* TASK REQUIREMENTS
Copy every line from the one containing "Every instance of the thin" through the end of the entries, both ends included. Add -108 to each number in the answer coordinates, and leave all other lines unchanged.

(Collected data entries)

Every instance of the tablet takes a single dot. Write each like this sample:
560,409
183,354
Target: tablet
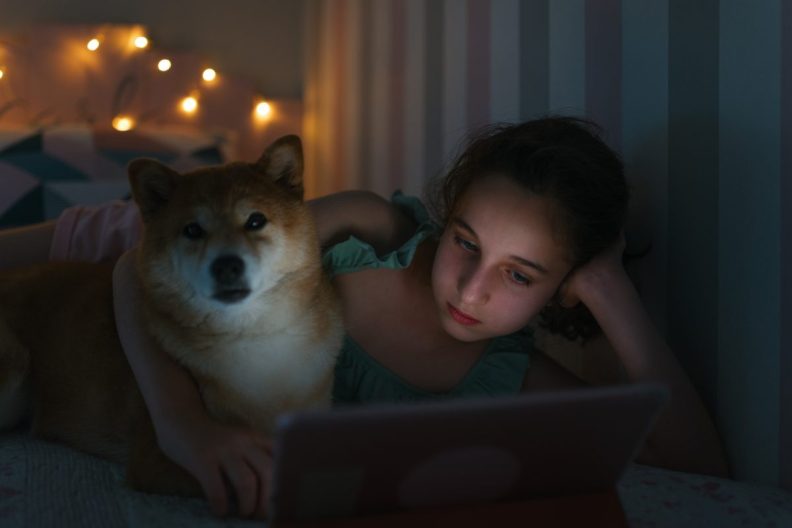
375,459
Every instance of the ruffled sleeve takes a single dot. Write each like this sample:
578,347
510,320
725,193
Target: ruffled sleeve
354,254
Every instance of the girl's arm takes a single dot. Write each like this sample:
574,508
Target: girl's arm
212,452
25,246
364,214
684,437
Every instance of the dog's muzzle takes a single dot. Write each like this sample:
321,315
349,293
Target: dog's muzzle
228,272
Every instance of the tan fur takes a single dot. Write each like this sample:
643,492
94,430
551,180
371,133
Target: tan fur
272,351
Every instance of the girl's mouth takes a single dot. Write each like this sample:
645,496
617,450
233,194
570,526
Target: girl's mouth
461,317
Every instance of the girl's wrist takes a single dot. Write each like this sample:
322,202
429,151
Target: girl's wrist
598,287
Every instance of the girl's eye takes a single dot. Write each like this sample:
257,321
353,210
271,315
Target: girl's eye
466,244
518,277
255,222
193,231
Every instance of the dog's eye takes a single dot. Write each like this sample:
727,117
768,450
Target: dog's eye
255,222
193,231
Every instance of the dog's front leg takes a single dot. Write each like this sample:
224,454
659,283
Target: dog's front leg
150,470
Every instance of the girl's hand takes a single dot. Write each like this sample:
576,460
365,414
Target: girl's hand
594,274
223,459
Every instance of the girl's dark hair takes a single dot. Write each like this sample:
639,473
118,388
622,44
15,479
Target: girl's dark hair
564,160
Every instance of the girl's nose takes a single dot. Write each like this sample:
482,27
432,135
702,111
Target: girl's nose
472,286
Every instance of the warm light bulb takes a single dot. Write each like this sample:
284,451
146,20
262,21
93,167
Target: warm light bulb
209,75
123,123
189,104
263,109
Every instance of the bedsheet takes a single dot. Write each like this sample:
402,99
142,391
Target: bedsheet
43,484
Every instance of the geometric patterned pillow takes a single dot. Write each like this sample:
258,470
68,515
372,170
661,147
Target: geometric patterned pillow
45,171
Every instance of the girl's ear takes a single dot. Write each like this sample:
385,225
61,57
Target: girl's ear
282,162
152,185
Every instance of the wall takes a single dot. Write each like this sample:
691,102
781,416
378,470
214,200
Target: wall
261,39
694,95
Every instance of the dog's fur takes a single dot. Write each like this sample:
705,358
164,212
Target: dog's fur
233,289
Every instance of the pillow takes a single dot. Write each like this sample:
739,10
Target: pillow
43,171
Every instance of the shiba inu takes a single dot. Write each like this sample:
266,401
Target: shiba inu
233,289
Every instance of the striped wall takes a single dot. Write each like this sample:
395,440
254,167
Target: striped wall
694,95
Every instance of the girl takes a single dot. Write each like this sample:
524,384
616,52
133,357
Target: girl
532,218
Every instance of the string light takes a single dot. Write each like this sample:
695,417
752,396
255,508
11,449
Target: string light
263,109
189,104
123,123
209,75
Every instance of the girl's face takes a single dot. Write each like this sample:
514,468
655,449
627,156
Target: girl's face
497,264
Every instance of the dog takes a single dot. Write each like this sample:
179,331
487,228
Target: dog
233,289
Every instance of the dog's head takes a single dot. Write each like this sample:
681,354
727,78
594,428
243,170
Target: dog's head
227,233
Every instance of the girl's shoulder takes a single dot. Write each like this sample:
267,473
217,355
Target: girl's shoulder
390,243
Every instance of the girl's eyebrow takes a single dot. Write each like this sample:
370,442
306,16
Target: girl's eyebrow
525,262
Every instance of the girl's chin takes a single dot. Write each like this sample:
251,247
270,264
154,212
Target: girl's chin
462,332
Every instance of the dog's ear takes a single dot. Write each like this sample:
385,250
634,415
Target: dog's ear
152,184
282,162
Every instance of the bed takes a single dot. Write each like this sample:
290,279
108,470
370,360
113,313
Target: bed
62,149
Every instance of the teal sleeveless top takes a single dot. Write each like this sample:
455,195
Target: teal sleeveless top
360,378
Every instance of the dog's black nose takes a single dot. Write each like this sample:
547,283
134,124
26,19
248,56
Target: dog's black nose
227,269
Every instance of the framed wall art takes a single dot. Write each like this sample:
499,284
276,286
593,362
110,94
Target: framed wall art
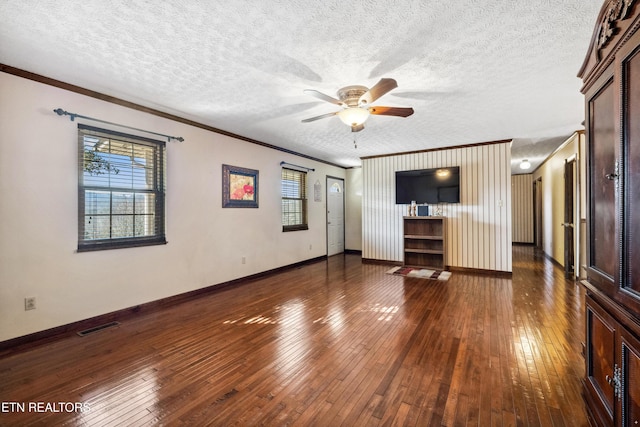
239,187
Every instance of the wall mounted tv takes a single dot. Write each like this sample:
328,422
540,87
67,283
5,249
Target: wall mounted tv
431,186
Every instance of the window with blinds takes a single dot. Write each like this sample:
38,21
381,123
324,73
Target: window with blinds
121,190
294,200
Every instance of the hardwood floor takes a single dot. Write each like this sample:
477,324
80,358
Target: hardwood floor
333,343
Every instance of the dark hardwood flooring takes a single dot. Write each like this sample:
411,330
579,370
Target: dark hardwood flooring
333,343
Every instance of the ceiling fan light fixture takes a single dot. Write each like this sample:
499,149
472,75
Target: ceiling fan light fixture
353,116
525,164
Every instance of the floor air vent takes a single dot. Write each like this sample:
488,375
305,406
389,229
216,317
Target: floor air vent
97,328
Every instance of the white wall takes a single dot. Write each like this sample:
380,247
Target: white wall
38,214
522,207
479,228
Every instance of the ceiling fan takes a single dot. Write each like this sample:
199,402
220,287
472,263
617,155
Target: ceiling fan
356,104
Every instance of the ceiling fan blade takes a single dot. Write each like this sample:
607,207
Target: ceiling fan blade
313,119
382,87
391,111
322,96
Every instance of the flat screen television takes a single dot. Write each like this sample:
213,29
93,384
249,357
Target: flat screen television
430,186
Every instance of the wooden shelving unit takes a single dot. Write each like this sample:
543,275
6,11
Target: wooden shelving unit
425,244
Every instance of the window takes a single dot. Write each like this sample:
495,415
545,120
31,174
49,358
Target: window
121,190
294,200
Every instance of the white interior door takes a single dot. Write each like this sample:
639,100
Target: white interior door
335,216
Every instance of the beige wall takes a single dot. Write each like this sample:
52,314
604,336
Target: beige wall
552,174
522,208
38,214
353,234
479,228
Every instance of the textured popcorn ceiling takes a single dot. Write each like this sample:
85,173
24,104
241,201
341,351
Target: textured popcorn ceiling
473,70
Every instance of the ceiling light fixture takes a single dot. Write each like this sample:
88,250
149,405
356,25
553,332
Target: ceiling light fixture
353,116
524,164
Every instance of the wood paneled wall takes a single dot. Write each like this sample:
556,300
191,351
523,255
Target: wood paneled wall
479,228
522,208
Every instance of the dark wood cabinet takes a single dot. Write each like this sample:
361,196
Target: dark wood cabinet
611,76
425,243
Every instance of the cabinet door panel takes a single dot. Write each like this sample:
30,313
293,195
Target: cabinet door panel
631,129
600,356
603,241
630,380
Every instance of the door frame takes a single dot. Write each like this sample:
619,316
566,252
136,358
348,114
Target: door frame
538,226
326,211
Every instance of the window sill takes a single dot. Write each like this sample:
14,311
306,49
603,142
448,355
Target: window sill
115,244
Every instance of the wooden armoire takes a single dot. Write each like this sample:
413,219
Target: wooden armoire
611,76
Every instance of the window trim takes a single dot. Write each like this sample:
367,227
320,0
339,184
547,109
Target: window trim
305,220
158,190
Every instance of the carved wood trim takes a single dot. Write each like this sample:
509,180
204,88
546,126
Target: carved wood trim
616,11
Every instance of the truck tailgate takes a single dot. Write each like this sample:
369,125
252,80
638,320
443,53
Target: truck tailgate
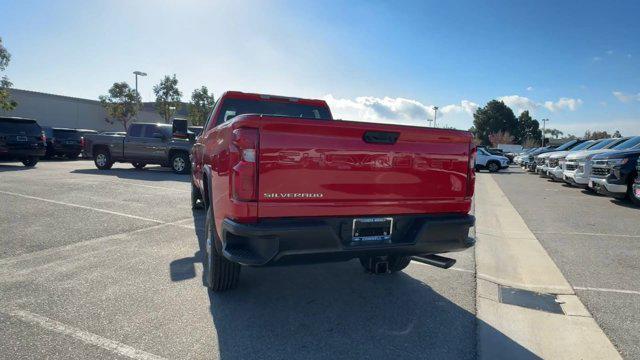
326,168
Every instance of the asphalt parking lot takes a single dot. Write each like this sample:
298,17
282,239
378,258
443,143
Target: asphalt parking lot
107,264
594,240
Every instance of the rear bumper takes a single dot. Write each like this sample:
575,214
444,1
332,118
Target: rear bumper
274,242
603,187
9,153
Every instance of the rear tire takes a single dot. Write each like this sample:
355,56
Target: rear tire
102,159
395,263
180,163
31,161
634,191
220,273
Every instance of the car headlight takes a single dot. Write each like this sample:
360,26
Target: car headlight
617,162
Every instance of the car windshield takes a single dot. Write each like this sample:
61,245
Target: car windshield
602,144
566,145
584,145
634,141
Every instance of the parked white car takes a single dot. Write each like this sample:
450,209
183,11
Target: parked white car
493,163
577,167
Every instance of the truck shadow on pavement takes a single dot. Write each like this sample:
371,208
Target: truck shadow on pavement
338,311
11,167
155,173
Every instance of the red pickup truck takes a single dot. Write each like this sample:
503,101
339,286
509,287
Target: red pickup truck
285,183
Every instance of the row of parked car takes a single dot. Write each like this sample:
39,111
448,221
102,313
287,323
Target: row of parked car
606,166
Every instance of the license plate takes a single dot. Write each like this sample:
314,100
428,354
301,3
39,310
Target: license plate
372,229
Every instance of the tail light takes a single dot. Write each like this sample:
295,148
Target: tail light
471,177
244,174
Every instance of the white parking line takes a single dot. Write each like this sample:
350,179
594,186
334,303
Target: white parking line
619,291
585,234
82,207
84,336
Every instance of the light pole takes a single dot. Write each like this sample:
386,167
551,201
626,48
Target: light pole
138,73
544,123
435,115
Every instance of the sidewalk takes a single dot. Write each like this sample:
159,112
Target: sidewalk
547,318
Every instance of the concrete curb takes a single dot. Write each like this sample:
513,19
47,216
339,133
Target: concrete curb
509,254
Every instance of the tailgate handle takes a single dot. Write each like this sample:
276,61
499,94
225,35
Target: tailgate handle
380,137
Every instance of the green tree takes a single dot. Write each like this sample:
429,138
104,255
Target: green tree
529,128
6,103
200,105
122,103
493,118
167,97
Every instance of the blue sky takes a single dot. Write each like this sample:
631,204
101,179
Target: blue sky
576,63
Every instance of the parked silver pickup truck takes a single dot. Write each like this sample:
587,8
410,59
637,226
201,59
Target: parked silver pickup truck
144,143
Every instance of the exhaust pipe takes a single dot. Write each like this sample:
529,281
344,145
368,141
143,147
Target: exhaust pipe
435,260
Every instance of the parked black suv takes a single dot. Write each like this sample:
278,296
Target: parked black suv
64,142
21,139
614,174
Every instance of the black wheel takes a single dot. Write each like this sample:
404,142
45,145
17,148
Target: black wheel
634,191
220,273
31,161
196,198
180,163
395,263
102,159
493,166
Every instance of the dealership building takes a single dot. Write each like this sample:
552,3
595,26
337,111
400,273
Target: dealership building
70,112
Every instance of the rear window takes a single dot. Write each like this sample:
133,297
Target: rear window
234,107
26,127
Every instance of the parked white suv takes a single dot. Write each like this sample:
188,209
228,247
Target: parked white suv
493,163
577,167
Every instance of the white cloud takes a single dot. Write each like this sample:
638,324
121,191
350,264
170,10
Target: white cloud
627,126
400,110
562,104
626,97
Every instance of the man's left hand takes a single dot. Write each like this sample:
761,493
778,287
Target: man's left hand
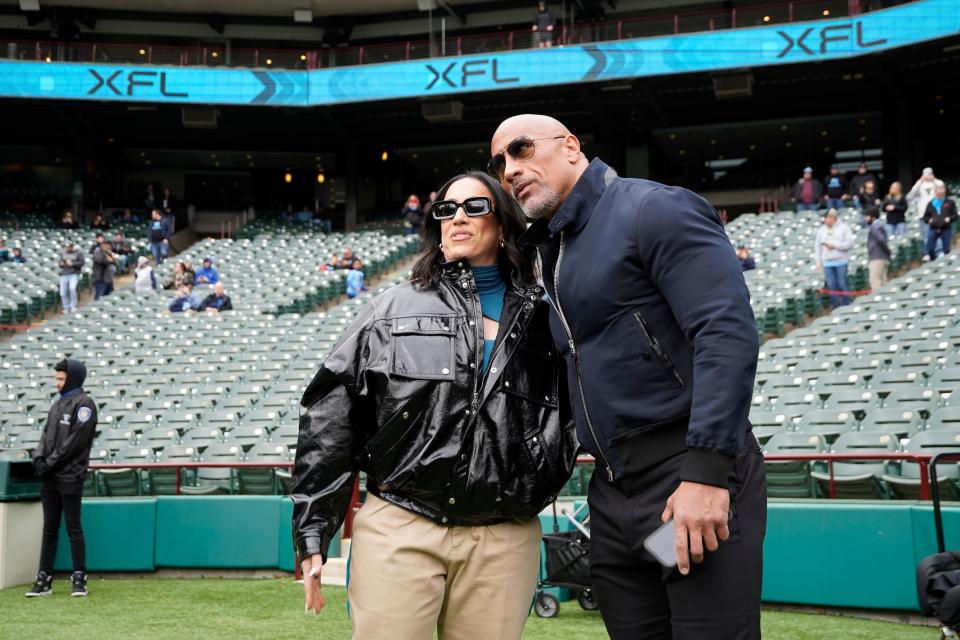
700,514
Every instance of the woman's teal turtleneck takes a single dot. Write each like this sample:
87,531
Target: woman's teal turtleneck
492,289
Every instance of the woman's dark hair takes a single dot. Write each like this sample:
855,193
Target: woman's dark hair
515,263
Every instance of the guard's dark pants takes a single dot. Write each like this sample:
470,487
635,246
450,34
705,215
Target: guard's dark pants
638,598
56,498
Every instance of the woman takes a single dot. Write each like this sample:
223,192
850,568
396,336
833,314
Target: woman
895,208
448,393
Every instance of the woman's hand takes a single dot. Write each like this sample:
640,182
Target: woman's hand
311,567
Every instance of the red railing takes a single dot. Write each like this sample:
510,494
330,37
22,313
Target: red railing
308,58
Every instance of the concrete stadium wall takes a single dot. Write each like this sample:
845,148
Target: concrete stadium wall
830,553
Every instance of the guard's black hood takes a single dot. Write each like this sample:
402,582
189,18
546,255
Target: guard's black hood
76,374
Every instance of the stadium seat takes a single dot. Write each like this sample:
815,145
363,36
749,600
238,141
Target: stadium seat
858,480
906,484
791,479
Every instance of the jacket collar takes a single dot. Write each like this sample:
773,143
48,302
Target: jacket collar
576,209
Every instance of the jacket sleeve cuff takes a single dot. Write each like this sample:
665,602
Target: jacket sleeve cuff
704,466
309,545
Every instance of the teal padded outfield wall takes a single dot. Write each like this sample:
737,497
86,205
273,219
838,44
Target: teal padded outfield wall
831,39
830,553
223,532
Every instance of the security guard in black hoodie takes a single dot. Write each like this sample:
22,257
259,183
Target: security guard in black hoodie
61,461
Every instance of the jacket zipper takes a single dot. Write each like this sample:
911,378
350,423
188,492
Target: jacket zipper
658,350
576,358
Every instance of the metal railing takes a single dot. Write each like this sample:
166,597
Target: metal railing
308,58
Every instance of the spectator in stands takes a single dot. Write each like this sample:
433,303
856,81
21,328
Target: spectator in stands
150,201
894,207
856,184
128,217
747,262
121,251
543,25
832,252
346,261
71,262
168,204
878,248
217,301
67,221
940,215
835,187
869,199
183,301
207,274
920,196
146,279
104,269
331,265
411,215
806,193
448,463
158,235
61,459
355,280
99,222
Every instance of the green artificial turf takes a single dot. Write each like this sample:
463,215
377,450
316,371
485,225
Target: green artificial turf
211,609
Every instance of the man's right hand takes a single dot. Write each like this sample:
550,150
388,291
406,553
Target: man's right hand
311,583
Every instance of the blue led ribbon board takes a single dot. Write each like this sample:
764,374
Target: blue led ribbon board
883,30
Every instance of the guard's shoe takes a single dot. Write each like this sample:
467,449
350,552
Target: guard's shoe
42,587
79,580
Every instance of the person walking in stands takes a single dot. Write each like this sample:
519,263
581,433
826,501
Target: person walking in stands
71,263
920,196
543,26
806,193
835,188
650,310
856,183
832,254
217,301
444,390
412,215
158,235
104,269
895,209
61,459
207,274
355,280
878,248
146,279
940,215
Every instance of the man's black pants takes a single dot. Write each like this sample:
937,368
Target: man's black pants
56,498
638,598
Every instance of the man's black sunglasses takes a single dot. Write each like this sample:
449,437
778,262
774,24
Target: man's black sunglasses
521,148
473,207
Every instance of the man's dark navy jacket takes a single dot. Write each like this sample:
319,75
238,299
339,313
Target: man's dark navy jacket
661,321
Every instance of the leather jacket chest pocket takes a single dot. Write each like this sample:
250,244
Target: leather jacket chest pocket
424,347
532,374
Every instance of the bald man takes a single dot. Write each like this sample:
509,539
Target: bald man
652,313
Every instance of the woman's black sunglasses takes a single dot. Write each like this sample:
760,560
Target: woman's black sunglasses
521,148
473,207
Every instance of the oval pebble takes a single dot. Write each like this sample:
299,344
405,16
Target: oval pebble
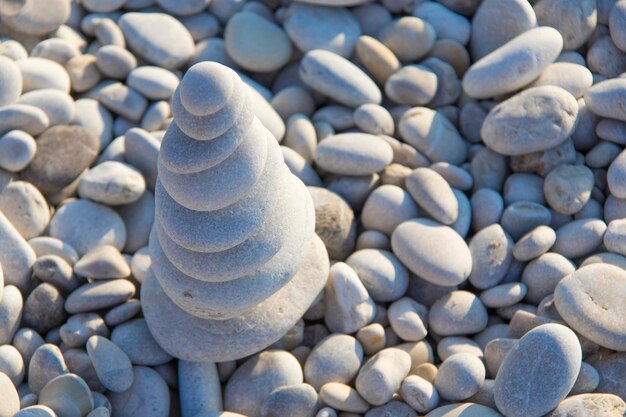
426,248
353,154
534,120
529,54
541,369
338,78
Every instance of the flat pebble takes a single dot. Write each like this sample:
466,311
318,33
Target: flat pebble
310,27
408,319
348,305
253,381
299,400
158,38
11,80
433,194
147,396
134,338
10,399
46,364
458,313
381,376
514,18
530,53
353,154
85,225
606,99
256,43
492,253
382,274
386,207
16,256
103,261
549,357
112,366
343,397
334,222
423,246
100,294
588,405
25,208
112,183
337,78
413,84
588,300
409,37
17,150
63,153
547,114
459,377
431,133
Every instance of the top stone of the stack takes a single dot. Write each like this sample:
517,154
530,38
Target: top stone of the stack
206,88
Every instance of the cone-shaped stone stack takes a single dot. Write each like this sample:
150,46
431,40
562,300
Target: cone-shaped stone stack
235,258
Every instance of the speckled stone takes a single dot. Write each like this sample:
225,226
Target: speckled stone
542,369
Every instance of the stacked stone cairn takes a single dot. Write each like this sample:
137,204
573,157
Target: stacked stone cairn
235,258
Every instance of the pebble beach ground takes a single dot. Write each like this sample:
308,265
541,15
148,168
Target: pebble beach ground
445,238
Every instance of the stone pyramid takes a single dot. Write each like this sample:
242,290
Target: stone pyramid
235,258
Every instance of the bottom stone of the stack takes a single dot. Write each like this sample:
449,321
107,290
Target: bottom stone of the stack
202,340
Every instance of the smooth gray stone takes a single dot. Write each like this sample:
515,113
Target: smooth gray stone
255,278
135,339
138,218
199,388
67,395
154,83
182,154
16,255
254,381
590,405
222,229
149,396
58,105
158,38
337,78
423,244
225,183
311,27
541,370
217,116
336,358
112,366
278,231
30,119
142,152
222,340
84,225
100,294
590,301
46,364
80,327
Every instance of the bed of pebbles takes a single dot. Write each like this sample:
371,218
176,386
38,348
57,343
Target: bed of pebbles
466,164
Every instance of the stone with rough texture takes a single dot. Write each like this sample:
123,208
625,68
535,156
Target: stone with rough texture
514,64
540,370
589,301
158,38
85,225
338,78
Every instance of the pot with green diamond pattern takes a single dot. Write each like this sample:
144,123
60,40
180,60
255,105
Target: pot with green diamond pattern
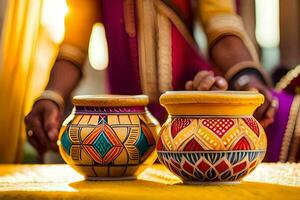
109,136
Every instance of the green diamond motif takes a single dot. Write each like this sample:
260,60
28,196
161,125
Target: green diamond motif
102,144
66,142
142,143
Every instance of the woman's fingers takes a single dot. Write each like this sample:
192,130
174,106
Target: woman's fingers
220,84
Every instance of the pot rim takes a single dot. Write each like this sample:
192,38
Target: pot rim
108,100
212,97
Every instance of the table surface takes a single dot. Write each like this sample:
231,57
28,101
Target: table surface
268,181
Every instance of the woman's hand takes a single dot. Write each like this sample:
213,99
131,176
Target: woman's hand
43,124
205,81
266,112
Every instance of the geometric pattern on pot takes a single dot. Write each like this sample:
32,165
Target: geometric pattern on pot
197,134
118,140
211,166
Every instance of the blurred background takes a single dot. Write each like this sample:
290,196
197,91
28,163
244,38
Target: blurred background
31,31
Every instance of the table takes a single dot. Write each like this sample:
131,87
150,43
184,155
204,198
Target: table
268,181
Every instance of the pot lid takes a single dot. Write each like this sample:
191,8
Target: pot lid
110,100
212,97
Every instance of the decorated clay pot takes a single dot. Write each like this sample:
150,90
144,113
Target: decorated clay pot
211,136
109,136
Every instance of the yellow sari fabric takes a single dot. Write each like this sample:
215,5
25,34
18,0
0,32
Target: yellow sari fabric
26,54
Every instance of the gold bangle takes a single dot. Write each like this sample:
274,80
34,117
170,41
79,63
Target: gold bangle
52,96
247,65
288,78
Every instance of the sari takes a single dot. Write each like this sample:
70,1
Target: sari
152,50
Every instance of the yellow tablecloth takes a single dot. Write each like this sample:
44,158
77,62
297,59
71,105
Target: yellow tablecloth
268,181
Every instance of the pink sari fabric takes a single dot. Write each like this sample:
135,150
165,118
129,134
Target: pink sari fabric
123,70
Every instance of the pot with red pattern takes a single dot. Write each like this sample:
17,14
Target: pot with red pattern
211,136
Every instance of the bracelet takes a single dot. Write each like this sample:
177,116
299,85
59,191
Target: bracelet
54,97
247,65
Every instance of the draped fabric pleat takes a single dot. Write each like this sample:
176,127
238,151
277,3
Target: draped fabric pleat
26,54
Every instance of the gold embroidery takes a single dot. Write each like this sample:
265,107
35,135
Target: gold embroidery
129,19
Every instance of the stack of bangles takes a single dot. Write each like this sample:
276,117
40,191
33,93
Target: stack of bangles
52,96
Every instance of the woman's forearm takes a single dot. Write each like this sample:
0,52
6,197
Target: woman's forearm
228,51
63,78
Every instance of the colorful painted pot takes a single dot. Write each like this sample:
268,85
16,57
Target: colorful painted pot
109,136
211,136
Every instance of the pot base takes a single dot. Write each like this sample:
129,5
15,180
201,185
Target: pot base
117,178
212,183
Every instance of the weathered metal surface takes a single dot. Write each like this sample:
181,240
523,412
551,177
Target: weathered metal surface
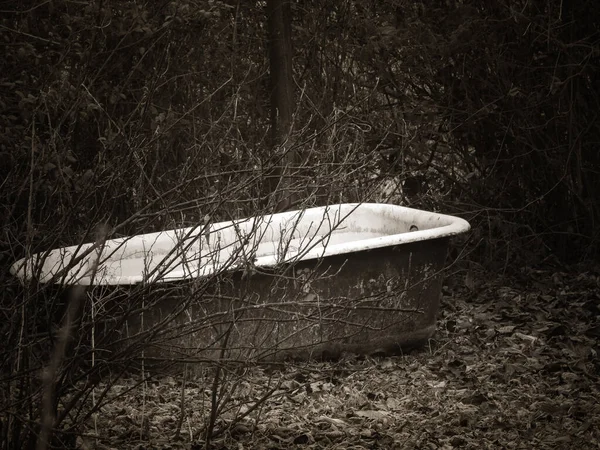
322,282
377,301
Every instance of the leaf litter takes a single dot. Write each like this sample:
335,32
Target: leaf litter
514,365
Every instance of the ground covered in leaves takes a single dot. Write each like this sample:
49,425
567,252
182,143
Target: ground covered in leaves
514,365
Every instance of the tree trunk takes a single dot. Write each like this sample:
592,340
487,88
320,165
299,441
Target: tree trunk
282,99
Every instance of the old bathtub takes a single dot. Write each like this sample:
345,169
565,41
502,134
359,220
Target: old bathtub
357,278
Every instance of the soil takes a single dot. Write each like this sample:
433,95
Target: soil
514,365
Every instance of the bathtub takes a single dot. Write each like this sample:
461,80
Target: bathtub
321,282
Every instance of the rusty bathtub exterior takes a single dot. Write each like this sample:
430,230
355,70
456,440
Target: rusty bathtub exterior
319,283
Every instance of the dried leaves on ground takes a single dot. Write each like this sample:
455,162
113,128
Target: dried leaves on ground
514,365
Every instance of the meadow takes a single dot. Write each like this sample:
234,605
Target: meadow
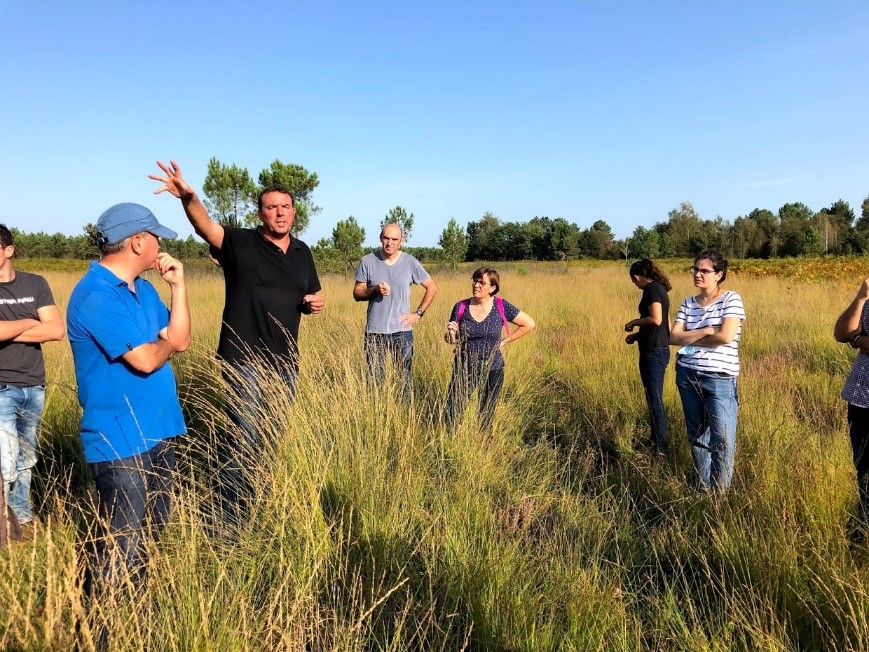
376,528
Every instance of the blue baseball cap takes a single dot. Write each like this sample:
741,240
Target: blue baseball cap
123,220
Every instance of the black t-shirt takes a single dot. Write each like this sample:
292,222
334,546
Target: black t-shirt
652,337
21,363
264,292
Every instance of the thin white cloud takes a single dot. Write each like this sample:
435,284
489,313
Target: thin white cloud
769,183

* RESULT OF THE TASK
Every instance of the thin white cloud takes a single dot. Write each like this sample:
435,284
489,313
Target: thin white cloud
661,75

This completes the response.